**Data supplied:**
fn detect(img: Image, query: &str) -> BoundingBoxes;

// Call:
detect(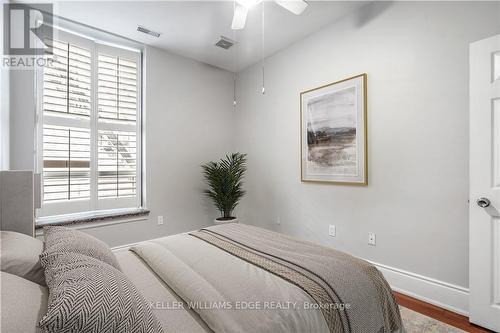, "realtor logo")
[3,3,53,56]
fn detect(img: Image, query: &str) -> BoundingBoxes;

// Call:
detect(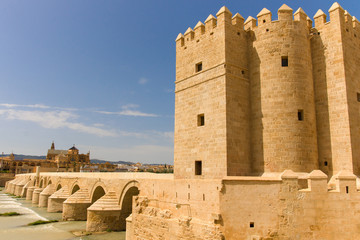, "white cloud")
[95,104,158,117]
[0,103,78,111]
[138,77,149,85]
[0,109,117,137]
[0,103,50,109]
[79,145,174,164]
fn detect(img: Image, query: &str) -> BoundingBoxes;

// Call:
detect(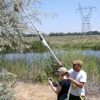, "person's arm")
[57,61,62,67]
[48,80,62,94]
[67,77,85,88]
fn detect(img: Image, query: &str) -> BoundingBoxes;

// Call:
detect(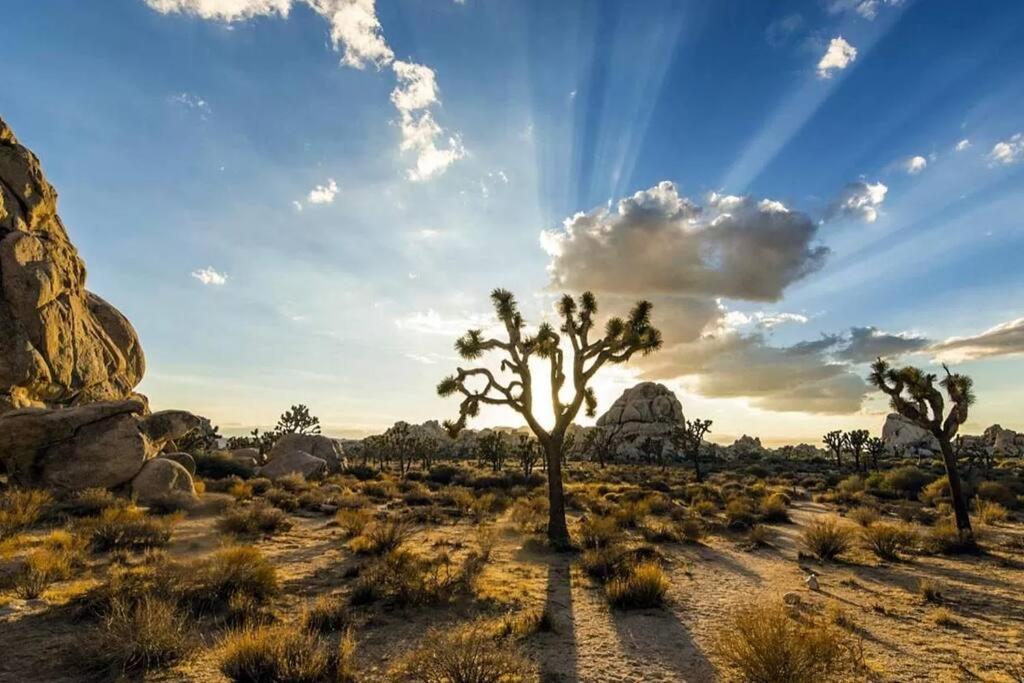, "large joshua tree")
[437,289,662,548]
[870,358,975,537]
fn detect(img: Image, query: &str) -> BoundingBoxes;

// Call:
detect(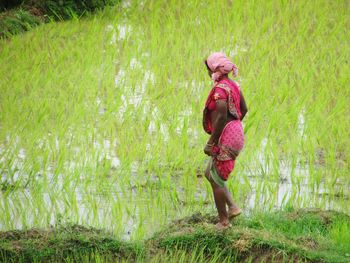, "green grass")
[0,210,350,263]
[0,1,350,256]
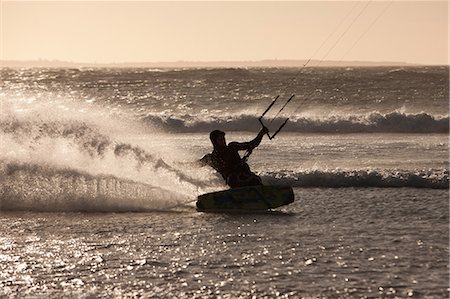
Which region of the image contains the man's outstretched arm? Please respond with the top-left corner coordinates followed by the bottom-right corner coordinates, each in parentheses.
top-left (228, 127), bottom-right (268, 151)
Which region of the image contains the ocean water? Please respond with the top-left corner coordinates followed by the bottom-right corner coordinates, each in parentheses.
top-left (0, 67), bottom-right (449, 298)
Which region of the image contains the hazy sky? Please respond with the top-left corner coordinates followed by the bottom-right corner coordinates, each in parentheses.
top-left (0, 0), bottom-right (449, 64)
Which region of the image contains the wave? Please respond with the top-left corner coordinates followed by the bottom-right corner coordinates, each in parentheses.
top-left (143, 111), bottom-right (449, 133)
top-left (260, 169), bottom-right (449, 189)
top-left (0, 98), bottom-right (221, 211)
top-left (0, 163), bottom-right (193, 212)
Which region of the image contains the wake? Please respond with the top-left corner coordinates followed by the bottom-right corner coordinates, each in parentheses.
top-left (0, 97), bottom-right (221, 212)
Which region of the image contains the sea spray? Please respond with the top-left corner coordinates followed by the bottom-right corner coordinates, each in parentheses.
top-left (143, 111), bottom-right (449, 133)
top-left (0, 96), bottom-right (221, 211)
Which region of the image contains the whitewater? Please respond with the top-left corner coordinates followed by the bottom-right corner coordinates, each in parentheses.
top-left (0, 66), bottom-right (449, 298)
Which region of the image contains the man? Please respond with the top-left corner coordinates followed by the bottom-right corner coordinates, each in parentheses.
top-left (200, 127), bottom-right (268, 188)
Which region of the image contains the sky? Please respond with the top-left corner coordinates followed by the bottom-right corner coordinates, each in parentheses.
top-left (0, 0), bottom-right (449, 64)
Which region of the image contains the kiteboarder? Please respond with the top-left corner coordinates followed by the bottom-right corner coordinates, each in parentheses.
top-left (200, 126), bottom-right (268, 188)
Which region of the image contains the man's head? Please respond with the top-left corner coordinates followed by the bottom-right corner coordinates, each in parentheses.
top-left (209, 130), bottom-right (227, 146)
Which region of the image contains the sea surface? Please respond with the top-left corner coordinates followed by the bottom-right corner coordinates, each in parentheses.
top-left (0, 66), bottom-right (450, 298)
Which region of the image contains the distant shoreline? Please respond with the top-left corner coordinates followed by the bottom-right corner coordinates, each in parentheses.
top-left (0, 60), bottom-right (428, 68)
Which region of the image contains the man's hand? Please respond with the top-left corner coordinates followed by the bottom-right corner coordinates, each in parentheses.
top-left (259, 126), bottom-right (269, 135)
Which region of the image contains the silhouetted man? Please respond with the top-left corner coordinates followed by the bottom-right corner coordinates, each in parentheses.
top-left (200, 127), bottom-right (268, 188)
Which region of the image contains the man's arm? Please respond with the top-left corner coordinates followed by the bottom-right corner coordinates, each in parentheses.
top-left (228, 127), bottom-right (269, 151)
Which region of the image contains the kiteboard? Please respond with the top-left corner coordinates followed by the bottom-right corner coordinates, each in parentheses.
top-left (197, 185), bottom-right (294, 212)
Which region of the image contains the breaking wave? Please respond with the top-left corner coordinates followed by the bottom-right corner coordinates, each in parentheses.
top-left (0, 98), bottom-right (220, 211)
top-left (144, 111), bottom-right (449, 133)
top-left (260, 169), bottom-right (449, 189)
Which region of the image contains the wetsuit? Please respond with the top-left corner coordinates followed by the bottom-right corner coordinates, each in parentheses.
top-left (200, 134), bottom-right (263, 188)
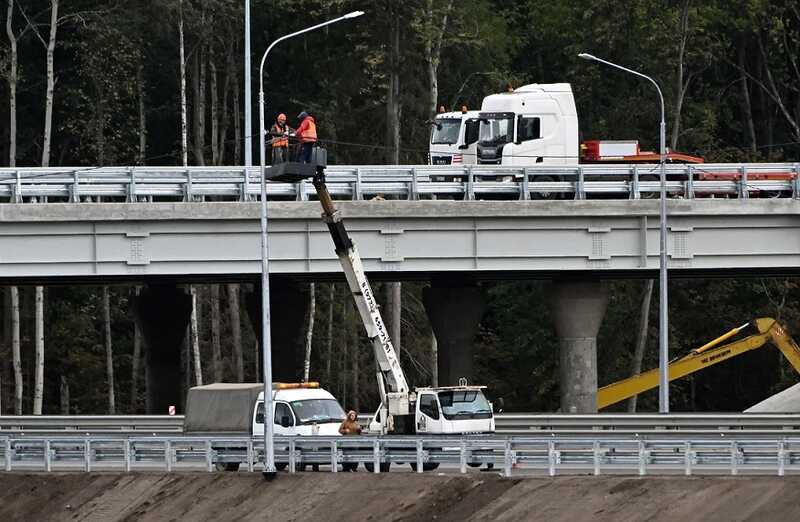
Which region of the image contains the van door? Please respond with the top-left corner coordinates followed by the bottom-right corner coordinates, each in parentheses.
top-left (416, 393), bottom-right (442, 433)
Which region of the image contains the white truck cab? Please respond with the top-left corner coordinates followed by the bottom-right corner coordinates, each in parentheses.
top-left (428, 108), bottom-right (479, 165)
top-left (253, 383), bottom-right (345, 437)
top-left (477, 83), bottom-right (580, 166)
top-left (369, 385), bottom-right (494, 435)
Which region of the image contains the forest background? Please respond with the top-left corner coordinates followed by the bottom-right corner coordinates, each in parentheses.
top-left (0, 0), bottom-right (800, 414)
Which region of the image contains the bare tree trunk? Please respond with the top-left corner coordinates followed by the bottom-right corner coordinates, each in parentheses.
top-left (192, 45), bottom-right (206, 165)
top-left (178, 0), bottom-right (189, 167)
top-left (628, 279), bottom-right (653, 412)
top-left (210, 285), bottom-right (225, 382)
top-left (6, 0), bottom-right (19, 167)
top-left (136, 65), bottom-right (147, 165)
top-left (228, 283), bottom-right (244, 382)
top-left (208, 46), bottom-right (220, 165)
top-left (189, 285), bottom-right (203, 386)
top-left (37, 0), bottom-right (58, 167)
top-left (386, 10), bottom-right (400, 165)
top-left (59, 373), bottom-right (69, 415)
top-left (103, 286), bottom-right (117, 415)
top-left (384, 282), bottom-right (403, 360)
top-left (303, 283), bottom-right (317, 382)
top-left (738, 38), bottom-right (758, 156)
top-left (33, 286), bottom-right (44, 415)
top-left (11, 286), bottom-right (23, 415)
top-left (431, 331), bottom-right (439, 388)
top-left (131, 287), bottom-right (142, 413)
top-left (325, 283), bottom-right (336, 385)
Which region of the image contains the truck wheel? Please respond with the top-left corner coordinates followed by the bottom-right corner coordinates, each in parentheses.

**Problem:**
Reproduce the entries above verbatim, from the line that contains "Which region of the image contains the man's hand?" up to and including the line that contains "top-left (259, 126), bottom-right (269, 135)".

**The response:**
Which region of the image contains the man's hand? Please respond with the top-left corner coordinates followed by the bottom-right corner coordinates, each in parentheses.
top-left (259, 126), bottom-right (269, 135)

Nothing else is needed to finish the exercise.